**WHAT YOU SHOULD DO:**
Each line below containing the word "outcrop" needs to be shown.

**INFORMATION:**
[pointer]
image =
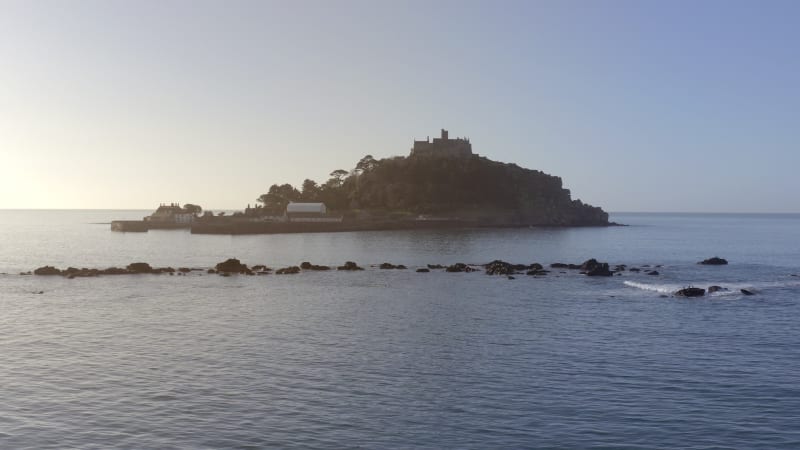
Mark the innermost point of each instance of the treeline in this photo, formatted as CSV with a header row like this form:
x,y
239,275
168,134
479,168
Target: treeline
x,y
472,186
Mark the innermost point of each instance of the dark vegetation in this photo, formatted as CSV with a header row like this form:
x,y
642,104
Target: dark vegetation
x,y
467,188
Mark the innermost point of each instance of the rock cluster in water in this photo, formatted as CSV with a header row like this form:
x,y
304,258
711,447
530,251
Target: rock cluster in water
x,y
232,266
715,261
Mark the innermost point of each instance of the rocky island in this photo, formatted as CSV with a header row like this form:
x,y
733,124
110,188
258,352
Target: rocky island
x,y
440,184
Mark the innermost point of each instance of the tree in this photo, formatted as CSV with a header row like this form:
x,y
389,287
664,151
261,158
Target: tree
x,y
278,197
366,164
337,177
310,192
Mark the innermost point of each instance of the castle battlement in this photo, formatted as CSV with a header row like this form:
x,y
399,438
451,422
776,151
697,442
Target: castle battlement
x,y
443,146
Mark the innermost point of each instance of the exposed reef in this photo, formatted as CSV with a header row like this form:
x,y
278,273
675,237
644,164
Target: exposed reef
x,y
232,266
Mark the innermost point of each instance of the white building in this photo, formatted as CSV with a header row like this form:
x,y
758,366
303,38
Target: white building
x,y
309,212
306,208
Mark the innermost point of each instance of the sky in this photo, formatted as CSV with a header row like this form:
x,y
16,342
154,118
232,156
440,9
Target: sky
x,y
637,105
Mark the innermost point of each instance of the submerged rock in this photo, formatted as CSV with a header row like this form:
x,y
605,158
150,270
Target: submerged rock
x,y
232,265
459,267
715,261
691,292
47,270
498,267
349,265
594,268
139,268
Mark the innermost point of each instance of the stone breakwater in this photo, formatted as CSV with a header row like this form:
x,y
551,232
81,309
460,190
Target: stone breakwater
x,y
230,267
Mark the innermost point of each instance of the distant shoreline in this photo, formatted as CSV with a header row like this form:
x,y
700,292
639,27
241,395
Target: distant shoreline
x,y
234,227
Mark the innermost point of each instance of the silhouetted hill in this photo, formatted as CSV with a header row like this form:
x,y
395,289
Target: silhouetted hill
x,y
471,186
465,187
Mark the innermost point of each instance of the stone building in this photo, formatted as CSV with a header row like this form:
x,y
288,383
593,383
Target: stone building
x,y
443,146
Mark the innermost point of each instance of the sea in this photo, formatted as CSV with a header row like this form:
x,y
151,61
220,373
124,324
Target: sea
x,y
395,358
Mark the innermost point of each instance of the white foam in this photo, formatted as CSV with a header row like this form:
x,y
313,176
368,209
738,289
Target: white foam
x,y
660,288
728,288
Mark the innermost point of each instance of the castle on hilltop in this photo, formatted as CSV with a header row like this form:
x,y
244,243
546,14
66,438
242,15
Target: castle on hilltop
x,y
443,146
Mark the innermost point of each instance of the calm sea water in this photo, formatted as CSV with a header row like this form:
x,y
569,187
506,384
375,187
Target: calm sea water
x,y
378,359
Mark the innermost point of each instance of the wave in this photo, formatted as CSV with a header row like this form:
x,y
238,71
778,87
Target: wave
x,y
730,288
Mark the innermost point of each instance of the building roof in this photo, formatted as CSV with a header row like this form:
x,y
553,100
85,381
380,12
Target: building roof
x,y
306,208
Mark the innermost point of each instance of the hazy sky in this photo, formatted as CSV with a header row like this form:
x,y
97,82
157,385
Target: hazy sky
x,y
638,106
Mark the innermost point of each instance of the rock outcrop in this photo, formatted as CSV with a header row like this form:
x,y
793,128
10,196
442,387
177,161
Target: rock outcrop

**EXERCISE RESPONSE:**
Mark the innermost point of each instance of the rock outcrop in this photo, formatted as CSV with a header row like this form:
Target: rock outcrop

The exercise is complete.